▸ ФРАГМЕНТ:
---------------
Литинститутского ментора выгнали с работы за пьянство, он гнал километрами халтуру про границу и братскую Украину, он практически сгорел, но ударил 56-й год, ХХ съезд, феникс воскрес, певческий дар вернулся, и несколько чудных песен действительно было спето, но при сем он упорно изображал бровастого бронтозавра Революции, и в конечном счете от тех двух послесъездовских книжек осталось всего ничего. Читать почти нечего.

Вот хорошо начат стих: «У статуи Родена мы пили спирт-сырец — / Художник, два чекиста и я — полумертвец», а дальше пошло-поехало: «Разгромлена Германия, Европа в стылой мгле, / Но трубы Революции гремят по всей земле… / И пели трубы чистые, преграды все круша. / Чекисты пили истово, кожанками шурша. / Пойдут они по улице, зайдут в старинный дом. / Там до утра потрудятся и выйдут вшестером…/ Тяжелая работа. Нелегкая судьба. / Полночные аресты, полночная пальба…» И так далее. А «полумертвеца» в это время ждет некая девушка Наташа, «Но я в ту яростную ночь не вспоминал о ней». «Ждала Наташа, все ждала, она смутна была / Под полушубком дедовским — дочь сказок и тепла». Это испечено в 57-м.

Е.Л.Быкова была химиком по профессии и в этом качестве проработала до преклонных лет. Майей Луговской, поэтессой, она стала после ухода Луговского.
---------------
▸ НАБОР СТРОК:
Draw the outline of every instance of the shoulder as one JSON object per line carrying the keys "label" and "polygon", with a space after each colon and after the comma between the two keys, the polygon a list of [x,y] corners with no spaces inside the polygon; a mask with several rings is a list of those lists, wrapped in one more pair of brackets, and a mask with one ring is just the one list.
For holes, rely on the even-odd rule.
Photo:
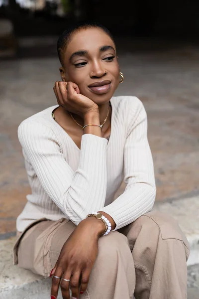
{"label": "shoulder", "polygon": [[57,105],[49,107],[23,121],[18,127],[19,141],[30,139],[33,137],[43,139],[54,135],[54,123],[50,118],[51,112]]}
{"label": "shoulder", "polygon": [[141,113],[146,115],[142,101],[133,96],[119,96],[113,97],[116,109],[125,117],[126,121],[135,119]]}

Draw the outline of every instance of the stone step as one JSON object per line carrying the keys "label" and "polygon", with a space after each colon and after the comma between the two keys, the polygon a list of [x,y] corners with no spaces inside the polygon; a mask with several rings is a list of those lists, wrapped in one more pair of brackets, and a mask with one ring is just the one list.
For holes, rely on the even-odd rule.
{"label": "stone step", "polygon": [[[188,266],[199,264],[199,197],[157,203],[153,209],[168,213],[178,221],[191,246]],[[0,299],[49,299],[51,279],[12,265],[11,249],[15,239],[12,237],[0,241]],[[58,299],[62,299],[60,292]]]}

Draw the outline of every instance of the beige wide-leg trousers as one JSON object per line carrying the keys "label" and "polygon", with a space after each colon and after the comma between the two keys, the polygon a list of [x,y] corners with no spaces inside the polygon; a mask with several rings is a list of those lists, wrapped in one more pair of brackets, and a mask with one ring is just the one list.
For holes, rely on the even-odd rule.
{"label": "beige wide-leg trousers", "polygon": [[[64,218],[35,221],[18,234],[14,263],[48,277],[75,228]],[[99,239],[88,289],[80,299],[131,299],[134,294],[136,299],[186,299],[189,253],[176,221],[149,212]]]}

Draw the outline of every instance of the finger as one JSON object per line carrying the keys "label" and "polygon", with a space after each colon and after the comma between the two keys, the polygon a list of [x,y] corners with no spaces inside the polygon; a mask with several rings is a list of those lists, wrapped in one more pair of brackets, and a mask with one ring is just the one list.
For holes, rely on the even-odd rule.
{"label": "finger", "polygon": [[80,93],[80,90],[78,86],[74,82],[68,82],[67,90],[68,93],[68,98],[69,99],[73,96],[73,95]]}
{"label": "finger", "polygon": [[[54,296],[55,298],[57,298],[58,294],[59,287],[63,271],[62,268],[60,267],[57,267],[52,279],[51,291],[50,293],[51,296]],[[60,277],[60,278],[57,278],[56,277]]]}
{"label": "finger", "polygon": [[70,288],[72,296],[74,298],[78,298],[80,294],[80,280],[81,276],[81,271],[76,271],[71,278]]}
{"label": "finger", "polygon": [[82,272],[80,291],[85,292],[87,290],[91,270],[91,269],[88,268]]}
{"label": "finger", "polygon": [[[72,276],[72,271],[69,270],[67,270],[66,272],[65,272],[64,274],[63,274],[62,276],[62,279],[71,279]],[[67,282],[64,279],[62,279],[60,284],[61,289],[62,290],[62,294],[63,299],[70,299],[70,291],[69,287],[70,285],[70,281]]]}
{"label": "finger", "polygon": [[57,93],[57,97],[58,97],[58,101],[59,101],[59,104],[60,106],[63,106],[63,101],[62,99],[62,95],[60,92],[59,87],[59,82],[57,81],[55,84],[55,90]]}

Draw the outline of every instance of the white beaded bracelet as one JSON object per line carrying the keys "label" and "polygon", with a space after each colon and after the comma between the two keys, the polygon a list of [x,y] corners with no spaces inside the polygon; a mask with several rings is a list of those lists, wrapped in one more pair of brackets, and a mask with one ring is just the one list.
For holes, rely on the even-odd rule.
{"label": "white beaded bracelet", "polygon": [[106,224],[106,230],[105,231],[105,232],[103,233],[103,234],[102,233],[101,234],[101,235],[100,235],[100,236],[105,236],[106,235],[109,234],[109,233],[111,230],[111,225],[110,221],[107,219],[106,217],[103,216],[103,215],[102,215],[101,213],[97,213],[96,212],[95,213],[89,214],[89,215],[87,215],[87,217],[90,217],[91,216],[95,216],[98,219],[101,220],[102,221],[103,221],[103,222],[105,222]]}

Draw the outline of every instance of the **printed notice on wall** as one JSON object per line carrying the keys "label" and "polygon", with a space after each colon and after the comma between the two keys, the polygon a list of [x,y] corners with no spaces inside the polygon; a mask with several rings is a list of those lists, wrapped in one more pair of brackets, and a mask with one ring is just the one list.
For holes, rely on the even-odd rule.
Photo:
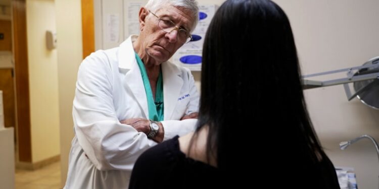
---------------
▸ ЗАДАНИЕ:
Продолжите, пожалуйста, фрагмент о Луговском, начиная сразу после его последнего предложения.

▸ РЕЗУЛЬТАТ:
В первой посмертной публикации Межирова («Дружба народов», 2011, № 5) — Майя. «И вот почти всю жизнь хожу, шепча: / „Как вдруг по коридору, где свеча…“, / Казалось бы, обычные слова, / Которые красивая вдова / (Тогда еще жена) поэта — Майя, / Произнесла в гостиной, принимая / Меня и что-то мило лепеча, / Навеки неожиданно сказала: / „Как вдруг по коридору, где свеча…“, / Сама того не ведая сначала, / Что эта пятистопная строка / Переживет века. Ну а пока / Стоял мороз. Не меньше сорока. / А если меньше, то совсем без мала». У Луговского есть поэма «Первая свеча». С такой концовкой: «Ты про себя забудь — и победишь».

На заре их отношений Е.Быкова привела красавца мужчину домой знакомить с родителями. Сев за стол, Луговской опрокинул стопку и через пять минут упал носом в салат.

Она была ослепительно эффектна и писала посредственные стихи. Бездомные и пьющие поэты (и художники, в частности — Анатолий Зверев) разных возрастов, чаще всего намного моложе, находили у нее приют в доме на Лаврушинском переулке или на подмосковной даче.

Лет через тридцать после его ухода она покончила с собой, для этого удалившись куда-то в лесную глушь. Великий миф о нем и о ней, о них обоих, остался втуне. Энергия самоубийства не сработала. Дело кончилось почти безразличной информацией меж еще уцелевших современников. Конец романтизма.

У публициста Л.Троцкого есть выражение: глиста романтизма. В статейке то ли о Витте, то ли об Азефе. Речь о кончине оной глисты. Публицист поспешил (1910–1911). Глиста жила долго.

Ташкентское бонмо Ахматовой: «Все спят во дворе. Только мы с Луговским спим не во дворе». Было жарко по ночам, все обитатели дома на ул. Жуковской устраивались ночевать вне стен дома, под открытым небом.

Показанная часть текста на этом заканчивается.